Point localization data
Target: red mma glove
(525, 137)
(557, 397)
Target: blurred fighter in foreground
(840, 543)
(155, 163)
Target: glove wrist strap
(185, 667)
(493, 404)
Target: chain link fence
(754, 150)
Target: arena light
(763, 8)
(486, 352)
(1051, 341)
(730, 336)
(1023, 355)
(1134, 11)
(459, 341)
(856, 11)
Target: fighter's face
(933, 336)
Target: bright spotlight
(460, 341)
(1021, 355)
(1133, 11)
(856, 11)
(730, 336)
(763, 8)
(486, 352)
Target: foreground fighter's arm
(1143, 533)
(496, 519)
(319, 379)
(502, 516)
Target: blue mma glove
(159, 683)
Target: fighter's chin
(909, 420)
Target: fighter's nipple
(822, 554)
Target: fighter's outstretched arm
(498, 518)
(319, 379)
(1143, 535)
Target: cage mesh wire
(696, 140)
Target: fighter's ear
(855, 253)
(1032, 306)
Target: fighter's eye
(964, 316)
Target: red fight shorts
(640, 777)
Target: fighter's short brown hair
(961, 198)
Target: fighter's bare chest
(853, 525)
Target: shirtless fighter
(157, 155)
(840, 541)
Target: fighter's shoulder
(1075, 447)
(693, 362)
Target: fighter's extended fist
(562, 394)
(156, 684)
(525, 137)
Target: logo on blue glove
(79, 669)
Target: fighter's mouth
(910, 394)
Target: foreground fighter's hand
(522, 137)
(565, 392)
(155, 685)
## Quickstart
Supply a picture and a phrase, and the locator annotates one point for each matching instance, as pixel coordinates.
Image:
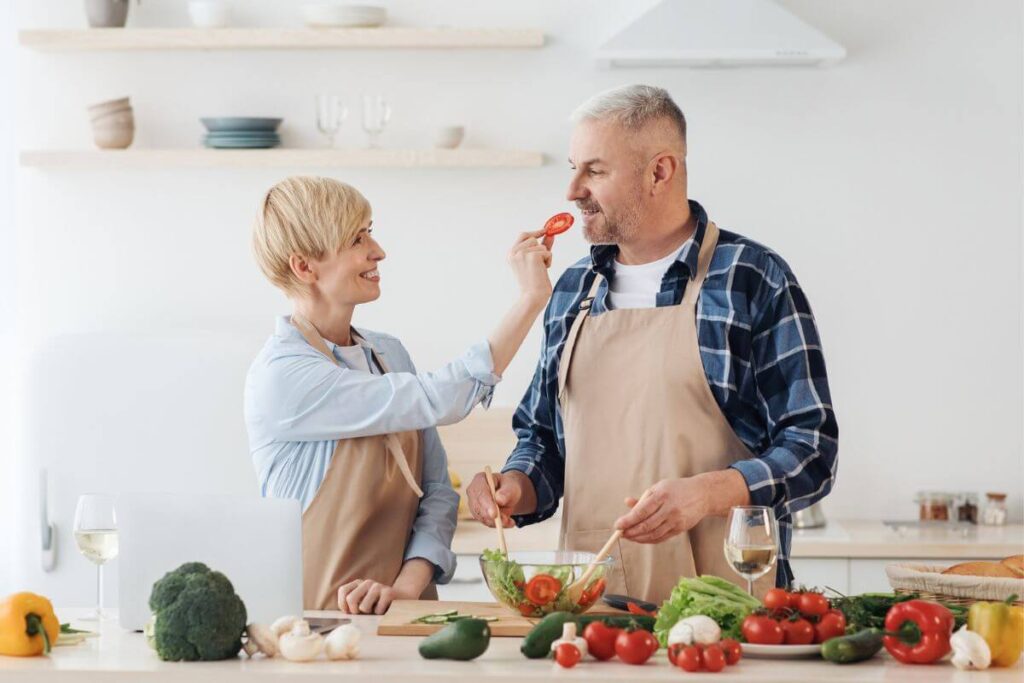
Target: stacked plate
(241, 132)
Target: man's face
(607, 181)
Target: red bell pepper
(918, 632)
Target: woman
(339, 419)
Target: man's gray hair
(633, 107)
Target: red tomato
(798, 632)
(762, 631)
(689, 658)
(733, 651)
(776, 598)
(813, 604)
(601, 640)
(713, 658)
(567, 655)
(542, 589)
(634, 646)
(558, 223)
(830, 626)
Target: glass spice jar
(995, 509)
(934, 506)
(967, 508)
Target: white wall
(892, 183)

What the task asks:
Although the records above contain pictures, output every line exactly and leave the pictures out.

Exercise output:
Target: red mma glove
(525, 137)
(557, 397)
Target: blurred fighter in foreground
(840, 543)
(155, 163)
Target: glove wrist strap
(185, 667)
(493, 404)
Target: chain link fence
(754, 150)
Target: arena light
(763, 8)
(486, 352)
(1051, 341)
(730, 336)
(1023, 355)
(1134, 11)
(459, 341)
(856, 11)
Target: fighter's face
(933, 336)
Target: bright spotlight
(460, 341)
(1021, 355)
(1133, 11)
(856, 11)
(730, 336)
(763, 8)
(486, 352)
Target: foreground fighter's arm
(1143, 533)
(496, 519)
(319, 379)
(502, 516)
Target: blue mma glove
(159, 683)
Target: fighter's chin
(909, 420)
Target: fighter's nipple
(822, 554)
Target: fighter's outstretched arm
(498, 518)
(319, 379)
(1143, 535)
Target: cage mesh wire
(696, 140)
Target: fighter's ear
(855, 253)
(1032, 306)
Target: fighter's eye
(964, 316)
Target: red fight shorts
(640, 777)
Target: fighter's short brown hair
(961, 198)
Target: fighter's bare chest
(853, 525)
Target: shirtless fighter
(157, 155)
(840, 541)
Target: fighter's shoulder
(1075, 447)
(693, 362)
Target: fighter's extended fist
(562, 394)
(156, 684)
(525, 137)
Target: logo on blue glove
(79, 669)
Target: fighter's mouth
(910, 394)
Target: foreground fighter's hand
(522, 137)
(565, 392)
(155, 685)
## Quickstart
Supply a picture and a phrase, and the locator annotates one point for each matching instance, as pixel coordinates.
Image:
Target: stacked plate
(241, 132)
Target: man's face
(607, 181)
Target: red bell pepper
(918, 632)
Target: woman
(339, 419)
Target: man's gray hair
(633, 107)
Target: red tomato
(798, 632)
(762, 631)
(689, 658)
(733, 651)
(776, 598)
(813, 604)
(601, 640)
(713, 658)
(567, 655)
(542, 589)
(634, 646)
(558, 223)
(830, 626)
Target: glass spice jar
(995, 509)
(934, 506)
(967, 508)
Target: white wall
(892, 183)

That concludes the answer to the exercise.